• **ZESTAW ZADAŃ**:
**1.** Na podstawie fragmentu o pracy nad sobą proszę odpowiedzieć na poniższe pytania.
(a) Jak długo trwała współpraca z drugą osobą, która zrezygnowała ze wsparcia?
(b) Według jakiej zasady następuje ucieczka do starych schematów?
(c) Co według fragmentu determinuje całe nasze życie?
**2.** Proszę kontynuować fragment o pracy nad sobą i podświadomych schematach, zaczynając po jego ostatnim zdaniu.

• **FRAGMENT DO OMÓWIENIA**:

"""

Natomiast druga, z która pracowałam od 2-ch lat przesłała mi informacje bez podania powodu,ze „rezygnuje ze wsparcia” . Jedyne co mogę o tym powiedzieć, to to,ze dopadł ją moment zwątpienia. Niemalże zawsze jest taki moment podczas pracy nad sobą, kiedy zmiany już dochodzą do podświadomości, a ona zaczyna z nami walkę „na śmierć i życie”. Jeszce nie jest się w „nowym życiu”, ale już nie w starych schematach, czuje się wtedy człowiek jak ‚zawieszony w próżni”, bo traci swoją starą tożsamość, i wszystko wydaje się bez sensu, a zmiany zbyt powolne, albo w ogóle nie zauważalne.

Następuje moment ucieczki do starych schematów wg zasady „ lepsze stare znane, niż nowe nie pewne”. Mimo, że tyle czasu walczyliśmy o nową tożsamość, ucieka się do starego, znanego „bezpiecznego”życia, które za czas jakiś zacznie uwierać jeszcze mocniej.

No cóż „życie” są w nim sukcesy i porażki.

Dlaczego o tym pisze? Dlatego,ze wiele osób udowadnia, że ich „drogą” są wieczne porażki, że inni nie wiedzą co one znaczą, że inaczej do nich podchodzą

Nasze życie to w dużej mierze nieświadome odgrywanie z góry zaprogramowanej roli.
Istniejące w podświadomości filtry i schematy determinują całe nasze życie.
To jak ono wygląda, co się nam w nim przydarza i dokąd zmierza.

Co mozemy my sami zrobić jak zadziałac, aby wykorzystać te mechanizmy naszego umysłu w pozytywny sposób?

"""

• **DOSTARCZONY MATERIAŁ**:
"""

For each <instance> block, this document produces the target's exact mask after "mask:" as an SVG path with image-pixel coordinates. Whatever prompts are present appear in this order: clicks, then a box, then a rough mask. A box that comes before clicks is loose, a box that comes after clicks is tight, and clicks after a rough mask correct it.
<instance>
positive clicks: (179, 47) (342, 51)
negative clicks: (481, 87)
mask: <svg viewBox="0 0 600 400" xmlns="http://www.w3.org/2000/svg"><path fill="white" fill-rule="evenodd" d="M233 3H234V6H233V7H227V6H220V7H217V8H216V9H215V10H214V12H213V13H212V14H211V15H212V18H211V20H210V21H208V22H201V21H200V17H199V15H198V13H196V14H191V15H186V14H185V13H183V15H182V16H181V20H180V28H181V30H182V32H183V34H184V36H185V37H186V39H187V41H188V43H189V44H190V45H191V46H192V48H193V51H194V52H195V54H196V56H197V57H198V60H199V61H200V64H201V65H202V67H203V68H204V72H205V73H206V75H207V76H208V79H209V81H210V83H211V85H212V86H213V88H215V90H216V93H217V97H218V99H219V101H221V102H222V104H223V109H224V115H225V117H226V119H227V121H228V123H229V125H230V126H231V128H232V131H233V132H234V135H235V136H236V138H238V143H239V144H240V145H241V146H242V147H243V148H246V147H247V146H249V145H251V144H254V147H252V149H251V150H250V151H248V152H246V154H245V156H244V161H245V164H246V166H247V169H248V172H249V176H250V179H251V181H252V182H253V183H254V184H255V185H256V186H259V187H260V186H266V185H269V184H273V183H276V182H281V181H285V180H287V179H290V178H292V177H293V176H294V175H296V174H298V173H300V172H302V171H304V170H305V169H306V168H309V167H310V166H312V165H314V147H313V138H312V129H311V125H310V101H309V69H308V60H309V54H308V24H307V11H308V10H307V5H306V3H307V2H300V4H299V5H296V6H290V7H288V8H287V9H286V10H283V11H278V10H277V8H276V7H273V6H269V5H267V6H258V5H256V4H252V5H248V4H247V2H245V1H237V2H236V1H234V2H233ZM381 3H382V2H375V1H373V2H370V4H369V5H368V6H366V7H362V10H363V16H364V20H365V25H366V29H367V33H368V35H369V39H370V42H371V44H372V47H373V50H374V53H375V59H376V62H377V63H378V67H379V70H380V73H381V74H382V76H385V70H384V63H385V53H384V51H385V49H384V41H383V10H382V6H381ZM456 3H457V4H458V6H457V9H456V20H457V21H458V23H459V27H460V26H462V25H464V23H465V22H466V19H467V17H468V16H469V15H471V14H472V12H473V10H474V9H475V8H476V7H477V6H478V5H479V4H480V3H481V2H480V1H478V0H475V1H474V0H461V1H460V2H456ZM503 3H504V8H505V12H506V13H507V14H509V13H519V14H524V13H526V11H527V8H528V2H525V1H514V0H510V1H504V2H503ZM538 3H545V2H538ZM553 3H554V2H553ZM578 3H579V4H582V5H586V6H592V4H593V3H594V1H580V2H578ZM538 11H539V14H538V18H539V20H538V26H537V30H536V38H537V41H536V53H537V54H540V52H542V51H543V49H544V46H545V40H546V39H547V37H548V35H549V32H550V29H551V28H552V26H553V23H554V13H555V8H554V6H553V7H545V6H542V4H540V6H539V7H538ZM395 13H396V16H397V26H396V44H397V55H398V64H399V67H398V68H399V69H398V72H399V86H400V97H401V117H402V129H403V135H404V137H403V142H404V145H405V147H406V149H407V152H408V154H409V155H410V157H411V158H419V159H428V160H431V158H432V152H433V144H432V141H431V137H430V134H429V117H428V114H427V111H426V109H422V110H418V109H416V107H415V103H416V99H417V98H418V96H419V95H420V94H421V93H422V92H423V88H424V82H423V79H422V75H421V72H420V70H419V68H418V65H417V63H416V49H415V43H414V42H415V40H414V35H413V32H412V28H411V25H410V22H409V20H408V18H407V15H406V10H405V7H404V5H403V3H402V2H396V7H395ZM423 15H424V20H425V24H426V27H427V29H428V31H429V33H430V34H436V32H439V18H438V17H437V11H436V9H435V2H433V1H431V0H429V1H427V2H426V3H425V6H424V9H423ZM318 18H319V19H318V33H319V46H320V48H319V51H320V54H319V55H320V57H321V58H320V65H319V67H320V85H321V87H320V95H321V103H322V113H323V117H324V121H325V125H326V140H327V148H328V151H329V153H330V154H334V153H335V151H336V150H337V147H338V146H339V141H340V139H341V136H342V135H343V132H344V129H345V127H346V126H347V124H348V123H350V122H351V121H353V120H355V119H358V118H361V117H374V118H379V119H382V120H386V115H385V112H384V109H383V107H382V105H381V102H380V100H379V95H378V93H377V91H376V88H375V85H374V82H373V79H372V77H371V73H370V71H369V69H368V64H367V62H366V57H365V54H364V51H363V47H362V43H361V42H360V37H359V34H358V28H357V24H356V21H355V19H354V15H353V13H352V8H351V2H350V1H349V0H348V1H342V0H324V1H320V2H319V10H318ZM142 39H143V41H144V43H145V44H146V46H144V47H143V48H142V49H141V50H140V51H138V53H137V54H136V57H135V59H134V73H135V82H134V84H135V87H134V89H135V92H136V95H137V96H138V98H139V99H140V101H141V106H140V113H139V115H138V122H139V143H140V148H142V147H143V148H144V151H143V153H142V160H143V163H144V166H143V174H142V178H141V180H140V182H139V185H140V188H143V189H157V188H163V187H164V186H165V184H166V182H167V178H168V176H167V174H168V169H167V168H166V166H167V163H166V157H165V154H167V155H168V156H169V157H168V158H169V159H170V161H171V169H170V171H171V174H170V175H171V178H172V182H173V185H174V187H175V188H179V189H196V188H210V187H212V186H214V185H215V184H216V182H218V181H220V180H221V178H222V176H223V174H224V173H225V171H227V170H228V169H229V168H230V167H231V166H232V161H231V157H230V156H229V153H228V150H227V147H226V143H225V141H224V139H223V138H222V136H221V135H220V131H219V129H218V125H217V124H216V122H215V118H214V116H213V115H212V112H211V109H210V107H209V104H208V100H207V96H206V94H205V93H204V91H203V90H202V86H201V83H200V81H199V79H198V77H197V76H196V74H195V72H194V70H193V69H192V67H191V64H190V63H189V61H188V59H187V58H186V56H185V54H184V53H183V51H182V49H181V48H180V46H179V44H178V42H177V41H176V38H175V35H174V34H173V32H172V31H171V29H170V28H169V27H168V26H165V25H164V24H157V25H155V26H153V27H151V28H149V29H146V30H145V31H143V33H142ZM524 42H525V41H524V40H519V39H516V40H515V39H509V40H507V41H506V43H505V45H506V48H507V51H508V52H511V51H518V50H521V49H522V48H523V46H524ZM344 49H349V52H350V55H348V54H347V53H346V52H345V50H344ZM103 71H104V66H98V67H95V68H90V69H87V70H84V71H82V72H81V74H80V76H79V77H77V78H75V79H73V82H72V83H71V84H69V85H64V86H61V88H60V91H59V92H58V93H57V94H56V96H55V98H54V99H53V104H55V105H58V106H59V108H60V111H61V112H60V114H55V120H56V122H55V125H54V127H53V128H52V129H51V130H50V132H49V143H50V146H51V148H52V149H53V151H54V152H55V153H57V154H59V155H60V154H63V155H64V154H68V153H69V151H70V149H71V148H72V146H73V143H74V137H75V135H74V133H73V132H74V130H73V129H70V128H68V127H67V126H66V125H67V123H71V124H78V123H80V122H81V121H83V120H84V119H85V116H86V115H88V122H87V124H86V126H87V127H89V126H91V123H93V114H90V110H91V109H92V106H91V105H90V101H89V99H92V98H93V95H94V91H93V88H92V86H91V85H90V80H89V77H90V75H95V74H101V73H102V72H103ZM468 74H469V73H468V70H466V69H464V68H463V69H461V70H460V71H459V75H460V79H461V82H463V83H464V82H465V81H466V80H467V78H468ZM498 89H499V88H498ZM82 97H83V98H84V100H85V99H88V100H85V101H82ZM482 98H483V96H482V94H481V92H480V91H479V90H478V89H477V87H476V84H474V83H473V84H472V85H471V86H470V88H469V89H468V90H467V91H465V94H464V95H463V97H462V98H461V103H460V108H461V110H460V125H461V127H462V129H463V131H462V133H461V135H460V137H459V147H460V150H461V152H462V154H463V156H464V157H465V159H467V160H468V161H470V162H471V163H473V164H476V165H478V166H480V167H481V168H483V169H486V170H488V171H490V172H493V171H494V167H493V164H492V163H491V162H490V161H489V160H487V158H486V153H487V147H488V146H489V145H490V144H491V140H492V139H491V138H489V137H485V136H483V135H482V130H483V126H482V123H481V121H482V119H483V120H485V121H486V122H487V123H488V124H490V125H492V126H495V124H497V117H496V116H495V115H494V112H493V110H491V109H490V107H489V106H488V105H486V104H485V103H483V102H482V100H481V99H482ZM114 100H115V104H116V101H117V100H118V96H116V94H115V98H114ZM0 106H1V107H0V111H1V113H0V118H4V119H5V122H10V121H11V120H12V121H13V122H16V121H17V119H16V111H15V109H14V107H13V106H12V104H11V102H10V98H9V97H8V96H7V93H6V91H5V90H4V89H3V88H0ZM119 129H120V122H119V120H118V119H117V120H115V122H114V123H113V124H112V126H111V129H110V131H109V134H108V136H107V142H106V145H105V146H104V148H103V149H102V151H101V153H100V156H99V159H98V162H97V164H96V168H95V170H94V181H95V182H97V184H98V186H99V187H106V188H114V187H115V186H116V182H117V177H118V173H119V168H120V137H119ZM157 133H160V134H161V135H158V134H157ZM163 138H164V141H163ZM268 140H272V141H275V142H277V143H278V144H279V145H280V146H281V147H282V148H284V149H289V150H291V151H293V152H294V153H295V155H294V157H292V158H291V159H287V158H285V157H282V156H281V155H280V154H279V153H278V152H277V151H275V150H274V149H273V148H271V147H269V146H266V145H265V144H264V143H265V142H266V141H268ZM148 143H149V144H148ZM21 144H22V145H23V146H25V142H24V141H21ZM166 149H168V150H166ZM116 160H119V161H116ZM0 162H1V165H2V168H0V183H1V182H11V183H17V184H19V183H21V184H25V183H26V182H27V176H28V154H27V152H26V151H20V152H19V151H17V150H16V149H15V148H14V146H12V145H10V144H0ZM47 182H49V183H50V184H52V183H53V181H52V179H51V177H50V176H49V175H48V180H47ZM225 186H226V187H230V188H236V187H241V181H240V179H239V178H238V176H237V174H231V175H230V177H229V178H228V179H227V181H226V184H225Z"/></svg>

"""

• **ODPOWIEDZI DO ĆWICZENIA**:
**1.**
(a) Od dwóch lat.
(b) „lepsze stare znane, niż nowe nie pewne”
(c) Istniejące w podświadomości filtry i schematy.

**2.**
Jako pierwszą i najwazniejszą informacja jaka winnismy zakodować sobie na całe życie jest fakt,że 
Nie jesteśmy ofiarami tych mechanizmów – tylko błędnego ich wykorzystania.
Zmiana ich to odkrycie nowego życia w jakim mamy do odegrania swoją role, role oparta na nowych doznaniach, nowym sposobie myslenia, innym spojrzeniu na siebie i innych.
Aby rozpocząc zmianę ważne jest żeby „odkryć” jak działa nasz mózg/umysł, następnym krokiem jest uświadomienie sobie, po co i dokąd idziemy? czyli uswiadomienie sobie celu własnego życia.
Niezwykle ważne również jest, żeby umieć rozpoznac jakimi wzorcami się kierujemy

Wzorce zachowań to ogól naszych doświadczeń zyciowych, zepchniętych do podświadomej części naszego umysłu.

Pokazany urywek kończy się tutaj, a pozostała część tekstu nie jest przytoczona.